◆ Enunciado
Transcreva na íntegra o texto citado sobre o crime de estupro, sem nenhuma alteração.

O estupro é certamente o mais hediondo dos crimes contra a dignidade sexual. Tanto na sua forma tradicional, prevista no art. 213 do Código Penal quanto no estupro de vulnerável (menor de 14 anos, enfermo ou deficiente mental, ou ainda quem, por qualquer outra causa, não possa oferecer resistência), capitulado no art. 217-A, causa a repulsa geral e é severamente apenado.

Sua vítima é em geral a mulher, embora o homem também possa sê-lo. Costuma ser praticado sem testemunhas. Se o constrangimento do ofendido é feito mediante violência (física), via de regra causa lesões corporais, o que não ocorre se cometido mediante grave ameaça.

Todavia, em face da hediondez do crime e das penas elevadas que lhe são cominadas, deve cada acusação ser analisada com muito cuidado e critério, para evitar aquela que é a maior tragédia do processo penal: o erro judiciário.

◆ Conjunto de dados
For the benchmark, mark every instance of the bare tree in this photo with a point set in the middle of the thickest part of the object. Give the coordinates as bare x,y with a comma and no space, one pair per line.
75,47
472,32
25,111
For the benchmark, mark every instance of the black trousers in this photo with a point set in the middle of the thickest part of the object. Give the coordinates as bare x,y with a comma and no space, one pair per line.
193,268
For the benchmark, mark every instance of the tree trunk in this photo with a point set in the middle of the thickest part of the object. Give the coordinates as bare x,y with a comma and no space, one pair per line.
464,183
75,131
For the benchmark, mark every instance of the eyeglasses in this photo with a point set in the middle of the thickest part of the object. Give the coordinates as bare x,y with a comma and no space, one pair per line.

◆ Resultado abaixo
O estupro é certamente o mais hediondo dos crimes contra a dignidade sexual. Tanto na sua forma tradicional, prevista no art. 213 do Código Penal quanto no estupro de vulnerável (menor de 14 anos, enfermo ou deficiente mental, ou ainda quem, por qualquer outra causa, não possa oferecer resistência), capitulado no art. 217-A, causa a repulsa geral e é severamente apenado.

Sua vítima é em geral a mulher, embora o homem também possa sê-lo. Costuma ser praticado sem testemunhas. Se o constrangimento do ofendido é feito mediante violência (física), via de regra causa lesões corporais, o que não ocorre se cometido mediante grave ameaça.

Todavia, em face da hediondez do crime e das penas elevadas que lhe são cominadas, deve cada acusação ser analisada com muito cuidado e critério, para evitar aquela que é a maior tragédia do processo penal: o erro judiciário.